● **Work item**
Exactly reproduce the line containing "# shape of a row, e.g." together with every line after it, through the end of the entries, and give nothing more.

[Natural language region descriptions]
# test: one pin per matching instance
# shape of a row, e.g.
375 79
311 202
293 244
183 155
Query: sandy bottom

● **Solved problem**
# shape of a row, e.g.
375 79
311 202
293 244
183 155
Query: sandy bottom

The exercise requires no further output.